══ Supplied records ══
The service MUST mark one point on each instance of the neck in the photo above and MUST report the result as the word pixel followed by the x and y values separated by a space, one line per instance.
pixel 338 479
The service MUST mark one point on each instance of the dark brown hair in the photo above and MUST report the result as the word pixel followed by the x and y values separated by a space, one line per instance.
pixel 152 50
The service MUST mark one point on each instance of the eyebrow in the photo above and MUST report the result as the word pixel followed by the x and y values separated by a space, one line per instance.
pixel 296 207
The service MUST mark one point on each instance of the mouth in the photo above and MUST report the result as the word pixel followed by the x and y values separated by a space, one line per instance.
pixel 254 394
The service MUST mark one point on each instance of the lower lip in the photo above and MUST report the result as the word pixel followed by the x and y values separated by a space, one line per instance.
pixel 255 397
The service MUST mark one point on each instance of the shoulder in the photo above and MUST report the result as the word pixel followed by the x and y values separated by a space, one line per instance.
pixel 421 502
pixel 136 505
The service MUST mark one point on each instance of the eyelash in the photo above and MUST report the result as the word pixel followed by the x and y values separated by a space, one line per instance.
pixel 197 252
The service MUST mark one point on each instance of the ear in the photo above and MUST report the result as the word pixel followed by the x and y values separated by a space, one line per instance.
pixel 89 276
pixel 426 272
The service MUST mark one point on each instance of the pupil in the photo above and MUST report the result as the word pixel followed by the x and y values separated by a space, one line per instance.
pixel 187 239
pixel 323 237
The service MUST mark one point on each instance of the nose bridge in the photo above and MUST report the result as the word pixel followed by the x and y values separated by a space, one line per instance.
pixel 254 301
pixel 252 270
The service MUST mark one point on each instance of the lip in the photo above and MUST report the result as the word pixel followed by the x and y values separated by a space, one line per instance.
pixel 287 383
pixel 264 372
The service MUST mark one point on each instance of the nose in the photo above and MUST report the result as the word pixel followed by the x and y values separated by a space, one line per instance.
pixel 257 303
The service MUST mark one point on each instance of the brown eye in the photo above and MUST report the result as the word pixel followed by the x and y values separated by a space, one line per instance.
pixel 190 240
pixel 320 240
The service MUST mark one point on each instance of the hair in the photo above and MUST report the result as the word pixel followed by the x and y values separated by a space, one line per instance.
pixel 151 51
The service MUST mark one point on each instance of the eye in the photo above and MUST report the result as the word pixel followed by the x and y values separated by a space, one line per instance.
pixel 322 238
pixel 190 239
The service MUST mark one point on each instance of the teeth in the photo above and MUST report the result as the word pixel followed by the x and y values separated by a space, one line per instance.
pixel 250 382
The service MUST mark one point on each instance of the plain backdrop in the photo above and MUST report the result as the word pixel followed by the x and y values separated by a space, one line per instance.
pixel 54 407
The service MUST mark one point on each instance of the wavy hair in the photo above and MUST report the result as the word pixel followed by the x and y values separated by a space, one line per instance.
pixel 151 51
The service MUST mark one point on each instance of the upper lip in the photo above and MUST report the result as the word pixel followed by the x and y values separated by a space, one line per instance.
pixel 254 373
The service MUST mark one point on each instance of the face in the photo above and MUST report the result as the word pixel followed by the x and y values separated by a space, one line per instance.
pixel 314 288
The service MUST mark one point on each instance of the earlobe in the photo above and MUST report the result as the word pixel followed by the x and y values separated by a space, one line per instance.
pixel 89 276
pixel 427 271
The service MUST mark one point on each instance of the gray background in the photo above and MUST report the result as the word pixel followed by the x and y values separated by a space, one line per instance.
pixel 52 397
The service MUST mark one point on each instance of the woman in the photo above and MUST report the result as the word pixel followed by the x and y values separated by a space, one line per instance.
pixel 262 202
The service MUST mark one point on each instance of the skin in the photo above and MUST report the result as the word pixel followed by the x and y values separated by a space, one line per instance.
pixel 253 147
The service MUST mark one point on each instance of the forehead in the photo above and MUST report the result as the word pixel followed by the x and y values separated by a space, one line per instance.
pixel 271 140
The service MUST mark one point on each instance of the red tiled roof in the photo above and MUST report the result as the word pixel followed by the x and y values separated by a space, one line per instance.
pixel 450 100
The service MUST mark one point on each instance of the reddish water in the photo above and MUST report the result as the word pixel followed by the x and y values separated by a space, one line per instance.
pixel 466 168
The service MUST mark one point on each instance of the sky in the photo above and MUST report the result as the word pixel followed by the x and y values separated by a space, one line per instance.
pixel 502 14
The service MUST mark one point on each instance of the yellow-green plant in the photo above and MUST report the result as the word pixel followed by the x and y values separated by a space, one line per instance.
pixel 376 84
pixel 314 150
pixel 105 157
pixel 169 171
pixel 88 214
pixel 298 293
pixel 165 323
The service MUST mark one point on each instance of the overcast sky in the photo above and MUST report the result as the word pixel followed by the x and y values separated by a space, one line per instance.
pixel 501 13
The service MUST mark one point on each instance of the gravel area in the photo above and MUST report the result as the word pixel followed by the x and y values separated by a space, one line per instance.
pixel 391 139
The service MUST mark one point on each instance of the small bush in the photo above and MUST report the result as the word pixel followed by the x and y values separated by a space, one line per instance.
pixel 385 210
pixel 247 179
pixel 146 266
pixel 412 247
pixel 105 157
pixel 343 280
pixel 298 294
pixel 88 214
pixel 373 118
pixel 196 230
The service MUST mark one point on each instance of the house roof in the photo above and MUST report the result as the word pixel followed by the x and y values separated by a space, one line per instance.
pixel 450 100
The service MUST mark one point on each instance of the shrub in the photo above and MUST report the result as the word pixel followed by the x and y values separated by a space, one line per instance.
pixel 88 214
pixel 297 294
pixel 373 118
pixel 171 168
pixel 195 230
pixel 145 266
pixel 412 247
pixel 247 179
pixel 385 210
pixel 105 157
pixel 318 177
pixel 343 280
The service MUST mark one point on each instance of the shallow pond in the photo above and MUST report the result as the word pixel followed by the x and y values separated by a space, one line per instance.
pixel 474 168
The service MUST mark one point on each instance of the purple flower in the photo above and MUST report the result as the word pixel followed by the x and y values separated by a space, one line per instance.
═══
Whatever appears in the lines above should be copied exactly.

The service MUST mark one point on each instance of the neck in the photo above and MUST report the result as the word pixel followed by the x and y values separated by a space, one line per instance.
pixel 338 479
The service MUST mark one point on each instance of the dark brown hair in the photo above and MUST report the result as the word pixel followed by the x and y values separated by a space, one line per instance.
pixel 152 50
The service MUST mark one point on each instance of the eyebrow in the photo above and MUST report the result as the word pixel followed by the x and y values separated by a space, one line per instance.
pixel 296 207
The service MUST mark one point on each instance of the mouth in the photo above and MUST report the result as the word pixel followed by the x and y values separated by a space, one line per instance.
pixel 254 394
The service MUST mark one point on each instance of the lower lip in the photo above and MUST report the result as the word pixel followed by the x and y values separated by a space, one line per instance.
pixel 255 397
The service MUST mark one point on each instance of the shoulder in the photo above and MUST report the result as the word pixel followed by the x and y values separated by a space, one line per instance.
pixel 421 502
pixel 136 505
The service MUST mark one point on each instance of the eyelash in the photo above and MUST report the result as the word pixel followed by the x and y values separated by a space, one line per instance.
pixel 197 252
The service MUST mark one point on each instance of the ear in the photo above and MUST report the result as the word pixel followed by the x and y values separated by a space, one line per instance.
pixel 89 276
pixel 426 272
The service MUST mark one point on each instance of the pupil in the photo above and MUST report the result as the word pixel followed by the x and y values separated by a space, one line per instance.
pixel 187 239
pixel 323 237
The service MUST mark one point on each instance of the nose bridge in the photo above and MUST report the result as the word pixel followed by the x and y values separated by a space, one line per instance.
pixel 254 301
pixel 252 270
The service MUST mark one point on each instance of the lip in the photo above and MUST report the result as the word pixel followed by the x and y values separated by a space, one line per instance.
pixel 287 383
pixel 264 372
The service MUST mark one point on each instance of the nose in the photo above and MUST report the result as the word pixel followed by the x and y values separated by a space, one line per instance.
pixel 257 303
The service MUST mark one point on each instance of the brown eye in the photo above and MUST report the result as the word pixel followed by the x and y values separated by a space, one line per instance.
pixel 190 240
pixel 320 240
The service MUST mark one point on each instance of the hair in the photo above and MUST report the result as the word pixel followed by the x and y values separated by a space, one line per instance.
pixel 151 51
The service MUST mark one point on each instance of the eye in the photo above and MUST report the result as the word pixel followed by the x and y values separated by a space, one line per instance.
pixel 322 238
pixel 190 239
The service MUST mark one point on each instance of the teeth in the photo above and MUST report the result as the word pixel followed by the x and y values separated by a space, one line per instance.
pixel 250 382
The service MUST mark one point on each instance of the plain backdrop in the photo above and MUST report the result as the word pixel followed by the x and y values separated by a space, one line per instance.
pixel 54 407
The service MUST mark one point on each instance of the wavy hair in the photo above and MUST report the result as the word pixel followed by the x and y values separated by a space, one line per instance.
pixel 151 51
The service MUST mark one point on each instance of the upper lip in the photo above and MUST report the result as the word pixel followed by the x and y values separated by a space, one line per instance.
pixel 254 373
The service MUST mark one point on each instance of the face in the photo above and MUST report the result as the word pixel followed by the x and y values separated by a space, one line per instance.
pixel 314 288
The service MUST mark one point on each instance of the earlobe in the photo above and MUST report the result as the word pixel followed by the x and y values separated by a space, one line per instance.
pixel 89 276
pixel 427 271
The service MUST mark one point on each instance of the gray background in the photo above and MUST report the result as the word pixel followed by the x and y values separated by a space, one line per instance.
pixel 52 397
The service MUST mark one point on each instance of the woman in the photo above and MUST report the result as the word pixel followed by the x and y values separated by a space, one line per instance.
pixel 262 202
The service MUST mark one point on each instance of the skin in the photo above and MUST report the result as the word pixel followed by the x and y values separated by a space, one line per instance.
pixel 253 147
The service MUST mark one point on each instance of the forehead in the photo above and MUST report the result as the word pixel followed by the x and y values separated by a space, one line per instance.
pixel 271 140
The service MUST mark one point on each instance of the red tiled roof in the photo above and MUST report the result as the word pixel followed by the x and y values separated by a space, one line per instance.
pixel 450 100
The service MUST mark one point on each instance of the reddish water in the photo above and MUST report the result as the word pixel followed by the x and y values separated by a space, one line per instance.
pixel 466 168
The service MUST mark one point on each instance of the sky in the photo above and MUST report the result as the word pixel followed by the x and y values separated by a space, one line per instance.
pixel 502 14
The service MUST mark one point on each instance of the yellow-green plant in the photo above and MUST report the result as the word pixel followed by the x and y values separated by a space, one line per instance.
pixel 376 84
pixel 314 150
pixel 105 157
pixel 169 171
pixel 88 214
pixel 298 293
pixel 165 323
The service MUST mark one point on each instance of the overcast sky in the photo above and MUST report the result as the word pixel followed by the x and y values separated by a space, one line per instance.
pixel 501 13
The service MUST mark one point on each instance of the gravel area in the photo above and MUST report the result as the word pixel followed by the x and y values separated by a space, one line per instance.
pixel 391 139
The service MUST mark one point on each instance of the small bush in the photo above and MUST report the result as the word pixel followed by the x and y values separated by a space, one line per instance.
pixel 385 210
pixel 247 179
pixel 146 266
pixel 412 247
pixel 105 157
pixel 343 280
pixel 298 294
pixel 88 214
pixel 373 118
pixel 196 230
The service MUST mark one point on each instance of the house roof in the photo above and MUST report the result as the word pixel followed by the x and y values separated by a space, one line per instance.
pixel 450 100
The service MUST mark one point on each instance of the shrub in the photo above and MUST report the result as the word pixel followed by the x and y values separated by a space, one line per instance.
pixel 88 214
pixel 297 294
pixel 373 118
pixel 171 168
pixel 195 230
pixel 145 266
pixel 412 247
pixel 247 179
pixel 385 210
pixel 105 157
pixel 318 177
pixel 343 280
The service MUST mark one point on each instance of the shallow pond in the photo above and MUST report the result as the word pixel followed by the x and y values separated by a space, one line per instance.
pixel 474 168
The service MUST mark one point on each instance of the purple flower in the photo above and MUST report the result as the word pixel followed by the x and y values separated by a space, one line per instance.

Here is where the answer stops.